(EXERCISE MATERIAL):
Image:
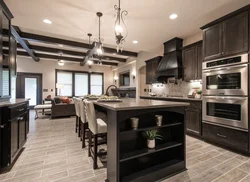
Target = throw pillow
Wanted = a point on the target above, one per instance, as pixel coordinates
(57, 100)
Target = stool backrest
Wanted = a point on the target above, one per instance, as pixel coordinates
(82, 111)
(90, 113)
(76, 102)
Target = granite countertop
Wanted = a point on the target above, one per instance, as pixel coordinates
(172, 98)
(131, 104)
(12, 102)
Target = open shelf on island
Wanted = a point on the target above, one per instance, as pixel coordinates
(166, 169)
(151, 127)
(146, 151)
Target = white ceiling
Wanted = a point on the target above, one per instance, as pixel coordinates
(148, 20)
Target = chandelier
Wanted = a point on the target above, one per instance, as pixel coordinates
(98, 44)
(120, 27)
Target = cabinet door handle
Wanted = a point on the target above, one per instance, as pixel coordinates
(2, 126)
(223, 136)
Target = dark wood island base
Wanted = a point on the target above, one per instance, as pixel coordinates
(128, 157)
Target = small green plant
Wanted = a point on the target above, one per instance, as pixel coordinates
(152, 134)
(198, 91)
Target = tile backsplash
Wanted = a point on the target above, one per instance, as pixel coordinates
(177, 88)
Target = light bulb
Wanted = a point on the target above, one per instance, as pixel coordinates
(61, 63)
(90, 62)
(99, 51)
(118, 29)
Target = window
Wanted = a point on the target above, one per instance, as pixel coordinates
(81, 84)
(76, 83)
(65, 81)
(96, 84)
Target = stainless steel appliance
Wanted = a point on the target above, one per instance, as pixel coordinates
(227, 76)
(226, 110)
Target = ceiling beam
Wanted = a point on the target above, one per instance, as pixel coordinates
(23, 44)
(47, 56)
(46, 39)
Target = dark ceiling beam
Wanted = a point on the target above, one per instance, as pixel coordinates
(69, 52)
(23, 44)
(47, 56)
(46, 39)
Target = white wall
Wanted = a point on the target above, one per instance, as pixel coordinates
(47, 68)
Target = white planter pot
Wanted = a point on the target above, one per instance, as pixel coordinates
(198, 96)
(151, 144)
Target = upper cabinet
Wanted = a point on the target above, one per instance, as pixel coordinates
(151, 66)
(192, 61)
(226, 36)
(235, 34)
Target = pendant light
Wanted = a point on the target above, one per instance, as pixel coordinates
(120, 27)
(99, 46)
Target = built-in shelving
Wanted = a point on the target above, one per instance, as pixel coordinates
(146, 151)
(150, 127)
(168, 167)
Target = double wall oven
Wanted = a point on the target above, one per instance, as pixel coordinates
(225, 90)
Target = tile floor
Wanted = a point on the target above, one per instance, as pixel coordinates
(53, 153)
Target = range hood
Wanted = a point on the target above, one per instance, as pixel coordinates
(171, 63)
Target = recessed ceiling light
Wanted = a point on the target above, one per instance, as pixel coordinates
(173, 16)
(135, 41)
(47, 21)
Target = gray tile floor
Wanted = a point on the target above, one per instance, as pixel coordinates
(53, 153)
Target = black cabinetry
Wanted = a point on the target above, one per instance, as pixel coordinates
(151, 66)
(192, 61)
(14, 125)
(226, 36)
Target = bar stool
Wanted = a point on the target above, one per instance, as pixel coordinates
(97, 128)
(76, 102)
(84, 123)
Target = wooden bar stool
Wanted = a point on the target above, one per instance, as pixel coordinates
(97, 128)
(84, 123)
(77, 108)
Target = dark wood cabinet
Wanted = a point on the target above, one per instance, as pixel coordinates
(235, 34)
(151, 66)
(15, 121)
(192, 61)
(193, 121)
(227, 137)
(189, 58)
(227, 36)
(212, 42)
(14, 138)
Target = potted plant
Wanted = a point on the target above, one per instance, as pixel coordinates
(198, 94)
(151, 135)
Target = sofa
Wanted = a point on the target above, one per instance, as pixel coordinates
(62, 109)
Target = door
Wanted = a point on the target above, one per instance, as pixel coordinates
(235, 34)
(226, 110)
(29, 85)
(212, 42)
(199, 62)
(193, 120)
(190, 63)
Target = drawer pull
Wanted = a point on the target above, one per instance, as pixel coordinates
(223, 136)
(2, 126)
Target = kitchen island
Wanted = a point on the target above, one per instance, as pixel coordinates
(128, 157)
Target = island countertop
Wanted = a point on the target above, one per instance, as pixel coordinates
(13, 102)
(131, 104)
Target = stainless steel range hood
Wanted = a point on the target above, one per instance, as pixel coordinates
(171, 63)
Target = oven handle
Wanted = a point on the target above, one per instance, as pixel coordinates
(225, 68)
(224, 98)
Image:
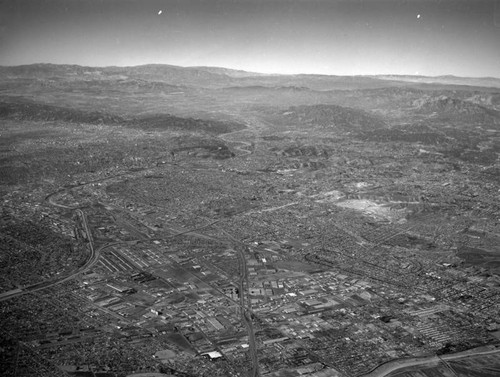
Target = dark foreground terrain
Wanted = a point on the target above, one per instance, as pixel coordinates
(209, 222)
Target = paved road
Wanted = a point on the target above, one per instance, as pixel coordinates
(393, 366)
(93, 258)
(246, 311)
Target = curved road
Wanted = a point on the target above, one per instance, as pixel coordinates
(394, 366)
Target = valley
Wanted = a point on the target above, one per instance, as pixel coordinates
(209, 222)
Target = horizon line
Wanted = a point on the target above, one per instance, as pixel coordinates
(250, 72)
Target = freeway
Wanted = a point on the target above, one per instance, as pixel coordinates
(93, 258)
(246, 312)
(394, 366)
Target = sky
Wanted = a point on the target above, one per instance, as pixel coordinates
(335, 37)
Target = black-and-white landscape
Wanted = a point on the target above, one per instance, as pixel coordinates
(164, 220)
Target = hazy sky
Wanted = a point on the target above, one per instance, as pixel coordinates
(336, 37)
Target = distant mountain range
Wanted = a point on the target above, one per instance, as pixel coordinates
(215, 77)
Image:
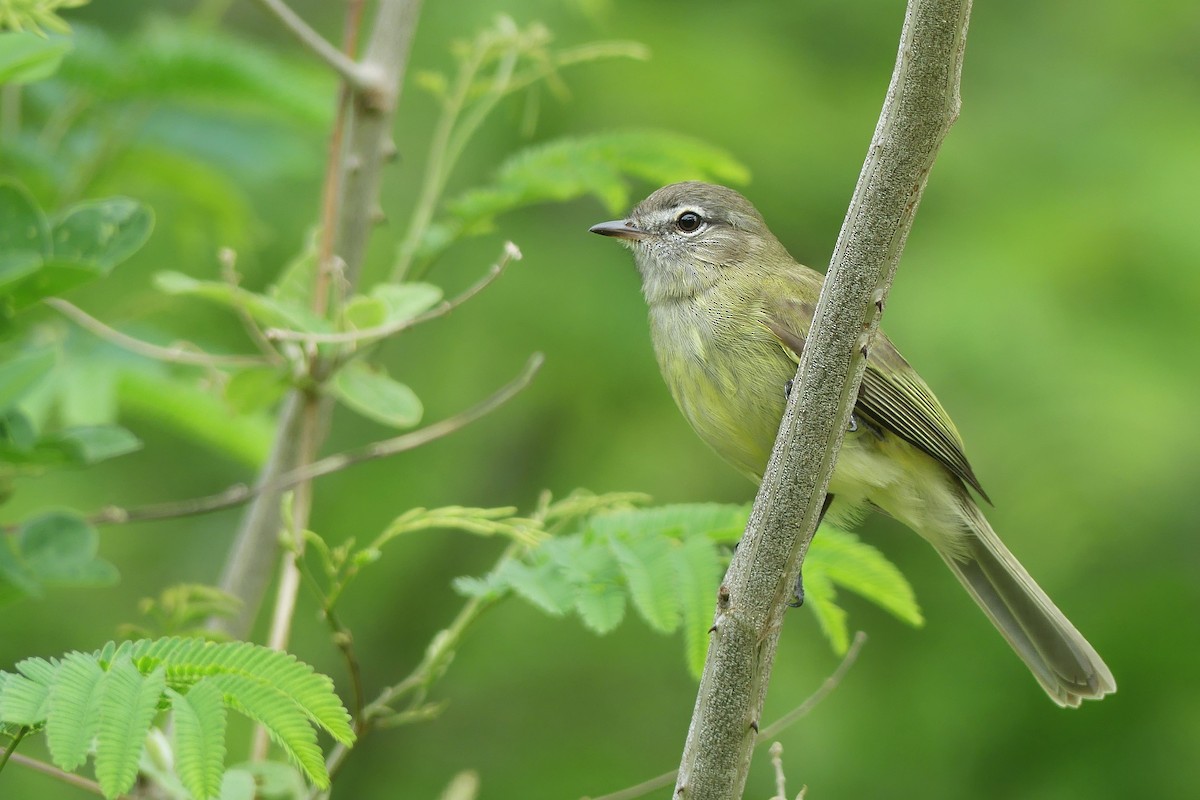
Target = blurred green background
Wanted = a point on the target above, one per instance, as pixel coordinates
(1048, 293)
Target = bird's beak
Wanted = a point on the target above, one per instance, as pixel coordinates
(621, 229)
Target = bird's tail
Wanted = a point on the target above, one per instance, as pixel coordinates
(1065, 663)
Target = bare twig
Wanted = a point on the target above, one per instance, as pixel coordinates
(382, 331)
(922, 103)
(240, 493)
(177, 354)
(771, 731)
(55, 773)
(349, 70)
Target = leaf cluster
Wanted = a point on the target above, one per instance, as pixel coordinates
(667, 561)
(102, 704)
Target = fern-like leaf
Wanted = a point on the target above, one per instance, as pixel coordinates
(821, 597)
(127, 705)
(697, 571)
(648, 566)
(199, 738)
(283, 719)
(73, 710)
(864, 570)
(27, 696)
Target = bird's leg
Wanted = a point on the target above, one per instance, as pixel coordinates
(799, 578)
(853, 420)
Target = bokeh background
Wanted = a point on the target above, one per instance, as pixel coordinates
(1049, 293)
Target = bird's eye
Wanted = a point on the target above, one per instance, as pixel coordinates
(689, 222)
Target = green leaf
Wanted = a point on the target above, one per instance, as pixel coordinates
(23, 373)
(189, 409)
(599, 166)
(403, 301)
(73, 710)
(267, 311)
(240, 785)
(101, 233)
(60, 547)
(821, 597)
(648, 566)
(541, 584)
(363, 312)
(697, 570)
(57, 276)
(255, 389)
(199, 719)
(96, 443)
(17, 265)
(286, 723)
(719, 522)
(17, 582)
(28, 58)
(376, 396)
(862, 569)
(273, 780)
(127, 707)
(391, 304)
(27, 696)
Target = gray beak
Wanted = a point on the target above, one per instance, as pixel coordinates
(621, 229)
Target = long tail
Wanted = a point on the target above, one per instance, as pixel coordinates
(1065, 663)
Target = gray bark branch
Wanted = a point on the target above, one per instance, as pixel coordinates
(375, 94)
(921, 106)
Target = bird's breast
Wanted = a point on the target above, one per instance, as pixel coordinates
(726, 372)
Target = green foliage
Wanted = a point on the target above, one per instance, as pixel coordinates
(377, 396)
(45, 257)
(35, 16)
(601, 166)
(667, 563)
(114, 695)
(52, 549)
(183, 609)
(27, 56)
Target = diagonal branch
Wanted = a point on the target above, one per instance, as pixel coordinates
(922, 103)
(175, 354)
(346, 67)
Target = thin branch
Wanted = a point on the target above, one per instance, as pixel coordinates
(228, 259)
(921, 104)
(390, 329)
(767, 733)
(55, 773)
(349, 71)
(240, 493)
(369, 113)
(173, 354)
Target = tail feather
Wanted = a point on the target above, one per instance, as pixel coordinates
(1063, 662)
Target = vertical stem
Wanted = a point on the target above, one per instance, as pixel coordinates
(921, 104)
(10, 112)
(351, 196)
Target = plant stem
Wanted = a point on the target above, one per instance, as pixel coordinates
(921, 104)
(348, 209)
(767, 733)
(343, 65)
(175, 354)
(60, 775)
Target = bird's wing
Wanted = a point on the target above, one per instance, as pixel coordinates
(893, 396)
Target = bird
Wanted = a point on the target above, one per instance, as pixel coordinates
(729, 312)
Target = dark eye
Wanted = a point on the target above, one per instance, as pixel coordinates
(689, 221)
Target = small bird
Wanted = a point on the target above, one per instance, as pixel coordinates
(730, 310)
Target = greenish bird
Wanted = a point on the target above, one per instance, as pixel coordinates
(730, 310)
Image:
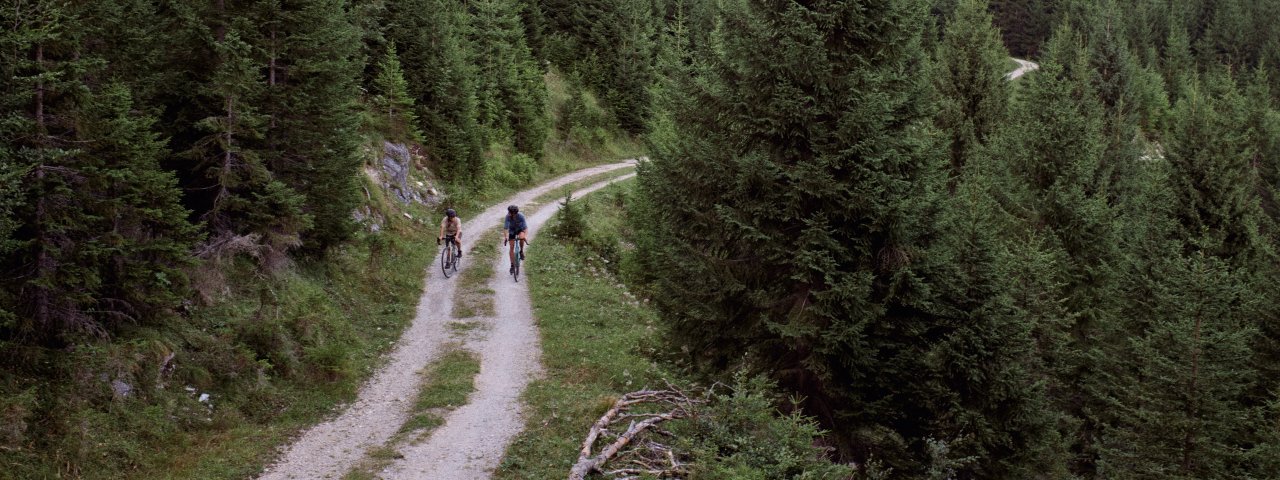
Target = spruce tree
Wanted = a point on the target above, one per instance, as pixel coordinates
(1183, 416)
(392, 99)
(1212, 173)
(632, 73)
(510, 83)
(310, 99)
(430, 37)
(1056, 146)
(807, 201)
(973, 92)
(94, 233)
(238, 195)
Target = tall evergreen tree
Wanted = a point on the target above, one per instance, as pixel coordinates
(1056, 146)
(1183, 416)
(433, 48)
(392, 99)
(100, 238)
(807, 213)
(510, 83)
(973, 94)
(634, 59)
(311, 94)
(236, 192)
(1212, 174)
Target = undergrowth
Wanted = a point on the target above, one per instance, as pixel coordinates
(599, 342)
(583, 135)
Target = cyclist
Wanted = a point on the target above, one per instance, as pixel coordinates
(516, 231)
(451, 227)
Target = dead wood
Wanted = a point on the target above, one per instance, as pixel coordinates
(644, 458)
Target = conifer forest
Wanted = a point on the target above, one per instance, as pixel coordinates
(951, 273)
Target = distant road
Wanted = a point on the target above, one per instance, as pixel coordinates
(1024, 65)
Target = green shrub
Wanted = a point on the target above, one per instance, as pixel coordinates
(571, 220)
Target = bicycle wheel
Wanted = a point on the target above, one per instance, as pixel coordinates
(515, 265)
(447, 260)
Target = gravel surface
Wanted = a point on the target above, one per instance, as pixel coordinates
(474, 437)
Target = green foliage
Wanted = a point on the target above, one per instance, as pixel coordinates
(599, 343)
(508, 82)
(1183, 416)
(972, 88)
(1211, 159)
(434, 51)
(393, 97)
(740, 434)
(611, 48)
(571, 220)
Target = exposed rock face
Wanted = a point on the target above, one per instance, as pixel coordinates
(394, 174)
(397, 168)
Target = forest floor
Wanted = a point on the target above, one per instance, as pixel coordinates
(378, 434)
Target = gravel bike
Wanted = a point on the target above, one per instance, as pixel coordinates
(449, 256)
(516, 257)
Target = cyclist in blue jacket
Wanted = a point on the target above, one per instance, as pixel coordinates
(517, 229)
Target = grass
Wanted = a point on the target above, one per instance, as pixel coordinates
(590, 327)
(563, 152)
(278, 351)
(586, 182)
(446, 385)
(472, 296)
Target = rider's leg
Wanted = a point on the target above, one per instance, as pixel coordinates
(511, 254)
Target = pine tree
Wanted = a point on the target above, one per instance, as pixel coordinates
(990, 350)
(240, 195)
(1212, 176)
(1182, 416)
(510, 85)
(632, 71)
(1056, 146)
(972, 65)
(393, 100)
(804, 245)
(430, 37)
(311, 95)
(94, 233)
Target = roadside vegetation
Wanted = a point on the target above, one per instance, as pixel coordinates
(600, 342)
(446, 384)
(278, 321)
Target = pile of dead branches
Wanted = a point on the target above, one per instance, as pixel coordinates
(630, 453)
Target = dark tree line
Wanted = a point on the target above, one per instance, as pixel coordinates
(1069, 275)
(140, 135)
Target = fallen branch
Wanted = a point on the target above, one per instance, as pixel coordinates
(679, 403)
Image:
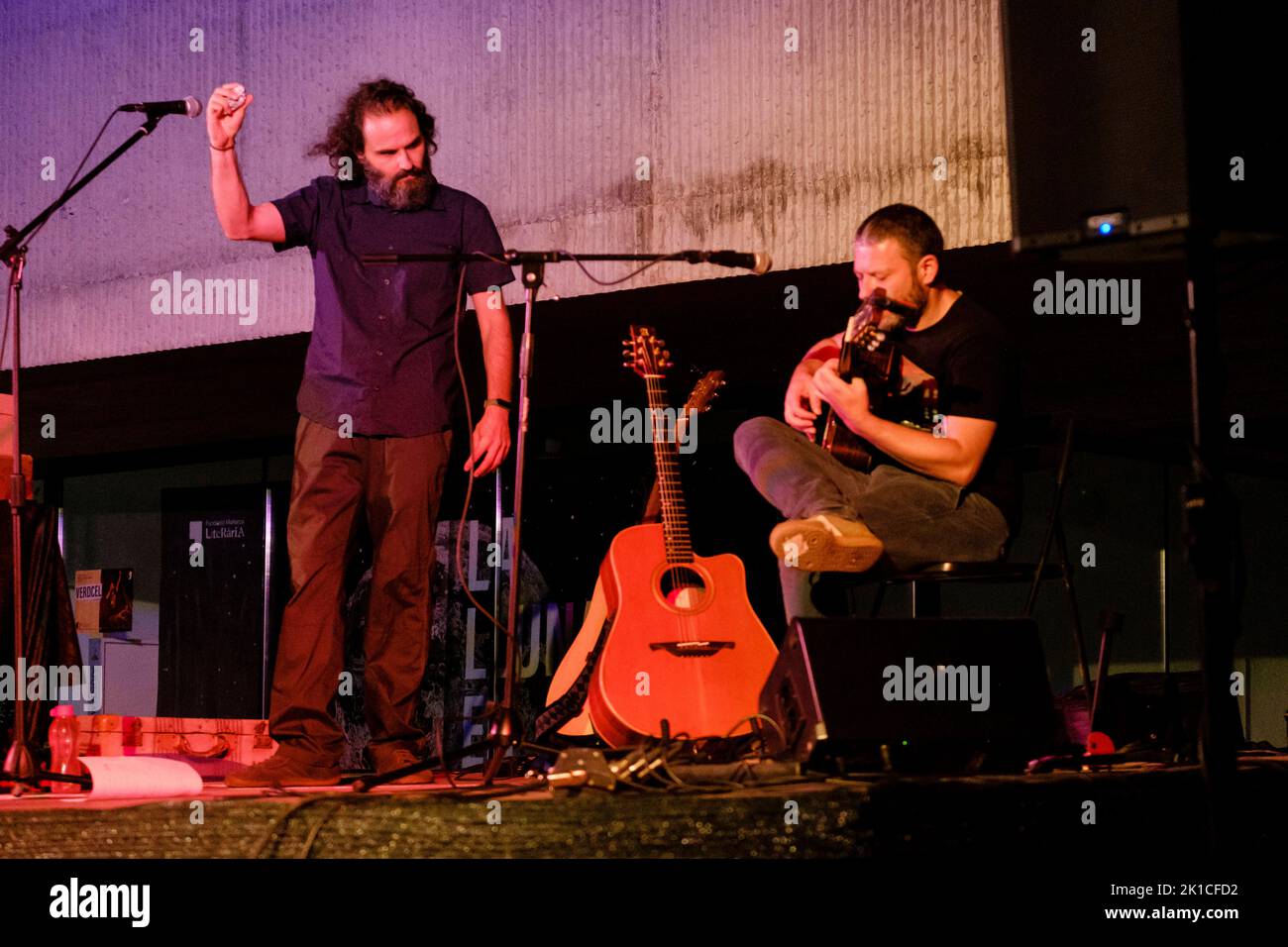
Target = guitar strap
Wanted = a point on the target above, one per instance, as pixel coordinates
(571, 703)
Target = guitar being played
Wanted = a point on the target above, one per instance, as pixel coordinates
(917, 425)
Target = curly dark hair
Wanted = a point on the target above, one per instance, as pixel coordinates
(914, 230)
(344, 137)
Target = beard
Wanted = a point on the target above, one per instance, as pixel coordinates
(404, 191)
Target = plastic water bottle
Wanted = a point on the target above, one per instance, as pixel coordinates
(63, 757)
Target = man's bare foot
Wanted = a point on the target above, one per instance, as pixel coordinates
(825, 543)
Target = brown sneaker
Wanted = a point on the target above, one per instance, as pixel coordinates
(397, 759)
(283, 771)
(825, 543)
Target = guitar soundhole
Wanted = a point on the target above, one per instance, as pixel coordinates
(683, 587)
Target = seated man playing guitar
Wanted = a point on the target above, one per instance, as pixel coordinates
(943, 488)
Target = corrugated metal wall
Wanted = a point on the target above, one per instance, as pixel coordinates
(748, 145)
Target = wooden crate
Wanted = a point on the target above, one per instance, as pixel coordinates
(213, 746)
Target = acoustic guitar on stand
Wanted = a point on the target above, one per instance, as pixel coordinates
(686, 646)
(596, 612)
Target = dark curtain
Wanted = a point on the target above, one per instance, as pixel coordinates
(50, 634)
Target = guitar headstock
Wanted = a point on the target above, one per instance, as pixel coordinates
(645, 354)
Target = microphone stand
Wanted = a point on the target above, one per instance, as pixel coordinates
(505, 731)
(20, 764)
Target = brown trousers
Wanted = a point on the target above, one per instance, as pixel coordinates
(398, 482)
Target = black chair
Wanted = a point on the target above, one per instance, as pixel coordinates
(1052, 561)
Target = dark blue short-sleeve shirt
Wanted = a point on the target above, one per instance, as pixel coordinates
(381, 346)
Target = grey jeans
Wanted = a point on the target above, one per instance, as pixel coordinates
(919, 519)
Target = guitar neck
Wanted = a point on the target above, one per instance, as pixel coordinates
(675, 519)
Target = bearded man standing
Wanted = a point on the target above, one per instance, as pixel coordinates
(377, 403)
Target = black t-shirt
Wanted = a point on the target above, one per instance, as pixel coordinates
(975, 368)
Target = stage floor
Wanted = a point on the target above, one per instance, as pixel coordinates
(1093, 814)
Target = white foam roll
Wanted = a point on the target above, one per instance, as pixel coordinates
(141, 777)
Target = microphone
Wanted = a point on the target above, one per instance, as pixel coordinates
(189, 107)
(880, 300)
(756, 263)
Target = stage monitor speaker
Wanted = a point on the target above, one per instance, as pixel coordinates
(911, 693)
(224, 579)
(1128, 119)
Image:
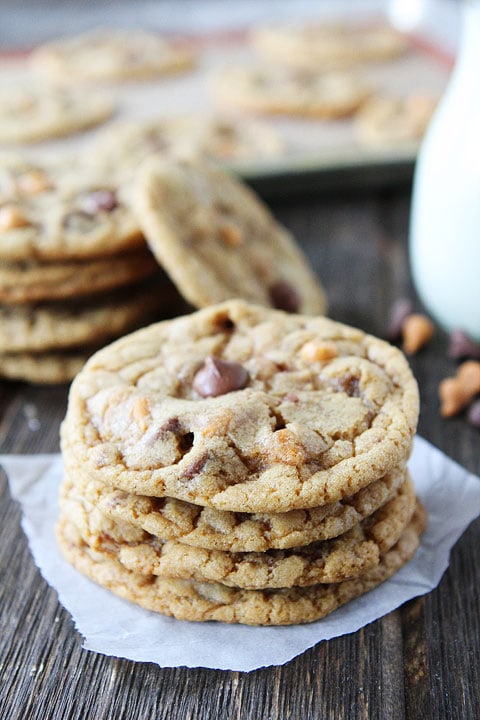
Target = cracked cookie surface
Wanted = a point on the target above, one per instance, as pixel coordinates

(YOUR TASK): Some lines in the material contain "gravel". Show all of them.

(RESULT OF THE EXERCISE):
Target = gravel surface
Target = gravel bike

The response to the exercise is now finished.